I have just discovered this report on the reasons for the failure of the Ariane 5 rocket. According to the report, the failure occurred when a 64bit floating point number was assigned to a 16bit integer.
One of the, many, reasons why Ada is a reliable language, is that it uses strong typing, and has proper handling of exceptions. I don't understand how it was possible to write code that attempted this conversion and have it compile correctly.
There's also the question of why an exception handler didn't exist for this condition, which is also peculiar, but, perhaps, more of a failure of the programmer than the language - though an Ada project that left live code with potential exceptions but no exception handler is difficult to imagine.
Any ideas?

********************

Directives:
1. Answer these questions about the Ariane 5 post, one line per answer, labeled to match:
(a) According to the report, what assignment caused the failure?
(b) Which two features does the writer name as reasons Ada is reliable?
(c) What did not exist for this condition, which the writer calls peculiar?
2. Copy the Ariane 5 post word for word, starting with "I have just" and going on through "difficult to imagine.".
3. Write the next part of the Ariane 5 post, picking up after its final line.

********************

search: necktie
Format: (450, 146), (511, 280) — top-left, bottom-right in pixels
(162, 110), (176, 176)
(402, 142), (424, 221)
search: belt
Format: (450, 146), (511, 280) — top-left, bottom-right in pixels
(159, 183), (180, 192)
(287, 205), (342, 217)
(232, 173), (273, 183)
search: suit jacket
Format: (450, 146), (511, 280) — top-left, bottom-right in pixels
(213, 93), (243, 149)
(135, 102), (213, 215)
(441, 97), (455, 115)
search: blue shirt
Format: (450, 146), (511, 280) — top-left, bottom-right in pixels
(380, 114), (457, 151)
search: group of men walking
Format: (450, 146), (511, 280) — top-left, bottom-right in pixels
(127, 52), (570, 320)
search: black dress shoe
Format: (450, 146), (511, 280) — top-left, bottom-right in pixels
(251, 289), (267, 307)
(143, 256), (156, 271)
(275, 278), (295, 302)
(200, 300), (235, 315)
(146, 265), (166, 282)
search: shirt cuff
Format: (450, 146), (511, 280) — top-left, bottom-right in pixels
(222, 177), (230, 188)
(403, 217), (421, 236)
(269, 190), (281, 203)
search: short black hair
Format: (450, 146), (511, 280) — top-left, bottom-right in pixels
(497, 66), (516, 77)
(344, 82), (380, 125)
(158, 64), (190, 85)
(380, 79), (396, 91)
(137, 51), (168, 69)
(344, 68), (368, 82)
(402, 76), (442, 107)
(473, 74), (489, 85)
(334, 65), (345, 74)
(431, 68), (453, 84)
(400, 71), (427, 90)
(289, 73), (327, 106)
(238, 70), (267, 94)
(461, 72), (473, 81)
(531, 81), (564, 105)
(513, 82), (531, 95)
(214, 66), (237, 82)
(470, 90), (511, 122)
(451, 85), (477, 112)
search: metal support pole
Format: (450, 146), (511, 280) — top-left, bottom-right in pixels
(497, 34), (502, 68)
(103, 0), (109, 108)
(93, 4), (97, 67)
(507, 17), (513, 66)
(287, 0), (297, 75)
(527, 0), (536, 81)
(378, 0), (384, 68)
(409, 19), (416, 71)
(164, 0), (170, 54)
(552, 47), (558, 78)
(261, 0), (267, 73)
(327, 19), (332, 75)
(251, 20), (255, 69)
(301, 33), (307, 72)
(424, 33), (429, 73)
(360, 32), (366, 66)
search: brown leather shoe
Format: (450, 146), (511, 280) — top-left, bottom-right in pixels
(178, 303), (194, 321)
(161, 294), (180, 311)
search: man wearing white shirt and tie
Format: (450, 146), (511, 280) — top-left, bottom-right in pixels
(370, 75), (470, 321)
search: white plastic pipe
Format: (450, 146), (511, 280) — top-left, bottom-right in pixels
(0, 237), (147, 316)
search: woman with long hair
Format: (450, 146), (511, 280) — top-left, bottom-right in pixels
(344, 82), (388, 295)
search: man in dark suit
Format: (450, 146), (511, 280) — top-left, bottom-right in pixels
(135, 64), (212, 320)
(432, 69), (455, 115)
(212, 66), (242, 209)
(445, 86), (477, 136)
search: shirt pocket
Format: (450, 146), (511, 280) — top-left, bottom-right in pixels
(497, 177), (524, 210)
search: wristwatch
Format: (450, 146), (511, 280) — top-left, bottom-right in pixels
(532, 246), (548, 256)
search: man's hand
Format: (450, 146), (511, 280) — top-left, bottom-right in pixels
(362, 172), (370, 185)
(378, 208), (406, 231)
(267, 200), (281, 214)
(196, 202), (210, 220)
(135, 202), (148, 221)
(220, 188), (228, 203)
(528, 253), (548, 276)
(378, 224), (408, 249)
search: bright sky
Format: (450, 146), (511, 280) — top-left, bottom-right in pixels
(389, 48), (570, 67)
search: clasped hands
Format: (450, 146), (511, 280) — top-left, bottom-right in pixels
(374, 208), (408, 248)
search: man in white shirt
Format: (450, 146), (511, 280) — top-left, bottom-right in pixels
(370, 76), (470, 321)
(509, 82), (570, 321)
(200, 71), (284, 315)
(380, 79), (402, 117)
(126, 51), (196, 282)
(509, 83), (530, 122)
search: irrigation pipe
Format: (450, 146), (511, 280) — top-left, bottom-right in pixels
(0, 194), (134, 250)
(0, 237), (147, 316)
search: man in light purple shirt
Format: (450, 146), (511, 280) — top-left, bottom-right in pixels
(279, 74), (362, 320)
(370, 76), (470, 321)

********************

Answers given:
1.
(a) A 64bit floating point number was assigned to a 16bit integer.
(b) Strong typing and proper handling of exceptions.
(c) An exception handler.

2.
I have just discovered this report on the reasons for the failure of the Ariane 5 rocket. According to the report, the failure occurred when a 64bit floating point number was assigned to a 16bit integer.
One of the, many, reasons why Ada is a reliable language, is that it uses strong typing, and has proper handling of exceptions. I don't understand how it was possible to write code that attempted this conversion and have it compile correctly.
There's also the question of why an exception handler didn't exist for this condition, which is also peculiar, but, perhaps, more of a failure of the programmer than the language - though an Ada project that left live code with potential exceptions but no exception handler is difficult to imagine.

3.
http://www-users.math.umn.edu/~arnold/disasters/ariane5rep.html
The answer is easy: it is always possible to explicitly convert, and that seems to have been done with the Ariane 5 code:
-- Overflow is correctly handled for the vertical component
L_M_BV_32 := TBD.T_ENTIER_16S((1.0 / C_M_LSB_BH) *
G_M_INFO_DERIVE(T_ALG.E_BH));
if L_M_BV_32 > 32767 then
P_M_DERIVE(T_ALG.E_BV) := 16#7FFF#;
elseif L_M_BV_32 < -32768 then
P_M_DERIVE(T_ALG.E_BV) := 16#8000#;
else
P_M_DERIVE(T_ALG.E_BV) := UC_16S_EN_16NS(TBD.T_ENTIER_16S(L_M_BV_32));
end if;
-- But not for the horizontal one
P_M_DERIVE(T_ALG.E_BH) := UC_16S_EN_16NS(TBD.T_ENTIER_16S
((1.0 / C_M_LSB_BH) *
G_M_INFO_DERIVE(T_ALG.E_BH));
Here the T_ENTIER_16S function no doubt converts the floating point to a 16 bit signed value. Note that "ENTIER" is French so the function is likely available from an internal library.
How to handle explicit floating point to integer conversion in Ada is of course available from your favorite Q/A site.
For Ada the conversion is very explicit; the programmers should have thought about the scenario. But maybe they did and thought it should never occur. The calculation probably needs to be performant as well; time is of essence when flying a rocket after all.
That the result of the calculation doesn't require a very high amount of precision is clear from the vertical calculations: it just maxes out the values of the 16 bit signed integer instead of upgrading the integer to 32 bit. Returning negative values of values close to zero is what lead to the failure - it would warp the calculations too much.
Be warned that maxing out a bounded integer value is a stop-gap measure that may not work in every situation. The "final solution" used for this project may not work in your project.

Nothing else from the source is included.